- Referring expression data -
--
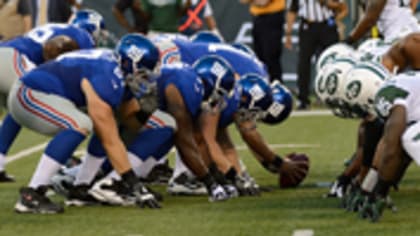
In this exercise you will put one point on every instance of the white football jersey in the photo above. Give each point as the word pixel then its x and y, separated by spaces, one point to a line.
pixel 403 89
pixel 396 21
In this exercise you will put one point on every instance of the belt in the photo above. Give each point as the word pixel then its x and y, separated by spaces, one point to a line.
pixel 303 20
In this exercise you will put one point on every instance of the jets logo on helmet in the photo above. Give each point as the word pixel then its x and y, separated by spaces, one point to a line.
pixel 353 89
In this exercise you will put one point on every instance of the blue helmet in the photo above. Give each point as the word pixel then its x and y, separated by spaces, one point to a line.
pixel 218 78
pixel 206 37
pixel 136 53
pixel 282 104
pixel 256 97
pixel 89 20
pixel 244 48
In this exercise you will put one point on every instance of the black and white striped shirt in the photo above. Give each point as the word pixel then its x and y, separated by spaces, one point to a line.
--
- Try it -
Give back the entries verbatim but drop every picture.

- Exercise answer -
In this exercise you will put one point on every instance of the white football jersey in the photo above. Give each point as the word pixel then its x and y, separated by spaces, one point to a line.
pixel 403 89
pixel 396 21
In this exercise you will put one point on every instance of the belt in the photo above. Give each point as the word pixel then its x and y, separated by spaces, one point to a line.
pixel 303 20
In this exercise you will put one point on every instance of the jets logo on helmet in the photo above. Give each point as the word pixel then its x and y, separated by spaces, one point to a line.
pixel 353 89
In this exercise you will put one point on every instance of the blue helmet in the photo above. Give each point as the word pixel then its x and y, separated by spaces, one point to a line.
pixel 218 78
pixel 206 37
pixel 136 53
pixel 282 104
pixel 256 97
pixel 89 20
pixel 244 48
In this exercise you will put one point on every instance of the black and white striped shirt in the photo above. Give each point as the word pixel then its x and y, separated by spaces, one point to a line.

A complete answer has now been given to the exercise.